# Man United: tutto su Belotti



## Willy Wonka (6 Dicembre 2016)

Secondo quanto riportato dal *Daily Express* il Manchester United ha messo Andrea Belotti, attaccante del Torino, in cima alla lista degli acquisti. I red devils di Mourinho sono pronti a pagare integralmente la clausola rescissoria da 100 milioni di Euro valida solo per squadre estere da poco inserita nel nuovo contratto firmato da Belotti con la società granata.


----------



## Willy Wonka (6 Dicembre 2016)

sarebbe clamoroso


----------



## Igniorante (6 Dicembre 2016)

bah, i problemi dello United sono in altre zone del campo...mi dispiacerebbe molto, se fosse vero speriamo si impunti per rimanere in Italia


----------



## de sica (6 Dicembre 2016)

Se vabbè.. 100 milioni non li vale neanche tra 10 anni. Bisognerebbe piantarla con queste notizie da pattumiera. 
Gente come sheva venne pagata al massimo 45 milioni, e parliamo di campioni straordinari


----------



## prebozzio (6 Dicembre 2016)

Io dico che oggi, martedì 6 dicembre, Belotti non vale più di 30 milioni di euro.

Cifre pazzesche per lui potrebbero spenderle a mio parere solo club come Milan, Inter, Atletico Madrid, Liverpool, ovvero squadre che faticano ad attrarre veri top players


----------



## Cenzo (6 Dicembre 2016)

prebozzio ha scritto:


> Io dico che oggi, martedì 6 dicembre, Belotti non vale più di 30 milioni di euro.
> 
> Cifre pazzesche per lui potrebbero spenderle a mio parere solo club come Milan, Inter, Atletico Madrid, Liverpool, ovvero squadre che faticano ad attrarre veri top players



Milan? Con quali soldi scusa?


----------



## prebozzio (6 Dicembre 2016)

Cenzo ha scritto:


> Milan? Con quali soldi scusa?

**Obiettivo 1:**
Nella discussione su Belotti, a quanto ammonta la clausola rescissoria che il Manchester United sarebbe pronto a pagare per intero?
**Obiettivo 2:**
Riprendi la discussione su Belotti dal punto in cui si interrompe e aggiungi il seguito.

**Estratti delle voci:**
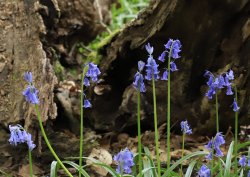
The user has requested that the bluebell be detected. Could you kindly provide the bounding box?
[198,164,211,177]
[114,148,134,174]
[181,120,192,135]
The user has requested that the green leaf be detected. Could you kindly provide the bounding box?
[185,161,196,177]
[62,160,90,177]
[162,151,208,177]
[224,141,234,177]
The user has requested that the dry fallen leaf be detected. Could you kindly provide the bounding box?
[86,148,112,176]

...

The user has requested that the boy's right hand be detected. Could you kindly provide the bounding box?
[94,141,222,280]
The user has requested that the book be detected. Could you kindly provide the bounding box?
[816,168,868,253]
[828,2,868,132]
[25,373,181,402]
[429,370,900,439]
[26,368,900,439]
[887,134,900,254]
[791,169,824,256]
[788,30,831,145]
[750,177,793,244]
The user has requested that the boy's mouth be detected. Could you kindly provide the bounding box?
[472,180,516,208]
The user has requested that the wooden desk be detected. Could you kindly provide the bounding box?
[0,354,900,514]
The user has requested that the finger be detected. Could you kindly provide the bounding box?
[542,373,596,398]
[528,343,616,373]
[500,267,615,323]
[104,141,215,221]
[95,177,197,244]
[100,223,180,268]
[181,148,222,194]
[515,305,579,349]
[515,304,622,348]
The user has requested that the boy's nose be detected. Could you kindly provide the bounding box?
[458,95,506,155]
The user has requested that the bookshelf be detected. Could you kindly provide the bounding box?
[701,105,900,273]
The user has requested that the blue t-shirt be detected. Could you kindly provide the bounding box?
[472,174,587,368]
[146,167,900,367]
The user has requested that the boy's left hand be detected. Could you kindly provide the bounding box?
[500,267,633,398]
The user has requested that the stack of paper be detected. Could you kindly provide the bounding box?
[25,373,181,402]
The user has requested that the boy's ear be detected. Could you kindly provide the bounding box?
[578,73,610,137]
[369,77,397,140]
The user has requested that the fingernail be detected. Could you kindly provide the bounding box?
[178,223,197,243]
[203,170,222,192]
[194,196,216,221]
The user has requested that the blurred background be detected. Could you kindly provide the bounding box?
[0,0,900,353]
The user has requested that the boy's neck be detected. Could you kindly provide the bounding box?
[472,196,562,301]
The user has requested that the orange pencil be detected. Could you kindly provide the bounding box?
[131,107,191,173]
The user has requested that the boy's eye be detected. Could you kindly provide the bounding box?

**Risposta corretta 1:**
100 milioni di euro.

**Risposta corretta 2:**
Se avessero soldi, ovviamente 
Il concetto era: Inter strapaga Joao Mario e Milan strapaga Bacca, per esempio, perché quelli sono i giocatori migliori (a livello di nome, almeno) che possono raggiungere.


----------



## juventino (6 Dicembre 2016)

Sarebbe l'ennesimo acquisto senza senso.


----------



## .Nitro (6 Dicembre 2016)

Pensassero a difesa e centrocampo,Ibra Martial e Belotti non credo possano giocare insieme,io spero che lo prendiamo noi,è un diavolo e anche milanista


----------



## Milanforever26 (6 Dicembre 2016)

Willy Wonka ha scritto:


> Secondo quanto riportato dal *Daily Express* il Manchester United ha messo Andrea Belotti, attaccante del Torino, in cima alla lista degli acquisti. I red devils di Mourinho sono pronti a pagare integralmente la clausola rescissoria da 100 milioni di Euro valida solo per squadre estere da poco inserita nel nuovo contratto firmato da Belotti con la società granata.



Se hanno 100 milioni da buttare via per un giocatore che ne vale si e no 35 non possono regalarmi 2-300 mila euro così per niente? a sto punto......


----------



## Now i'm here (6 Dicembre 2016)

Willy Wonka ha scritto:


> Secondo quanto riportato dal *Daily Express* il Manchester United ha messo Andrea Belotti, attaccante del Torino, in cima alla lista degli acquisti. I red devils di Mourinho sono pronti a pagare integralmente la clausola rescissoria da 100 milioni di Euro valida solo per squadre estere da poco inserita nel nuovo contratto firmato da Belotti con la società granata.



sicuramente 
ne vale si e no 30 scarsi. 

poi il toro gli ha già tirato la sòla darmian, vogliono insistere ?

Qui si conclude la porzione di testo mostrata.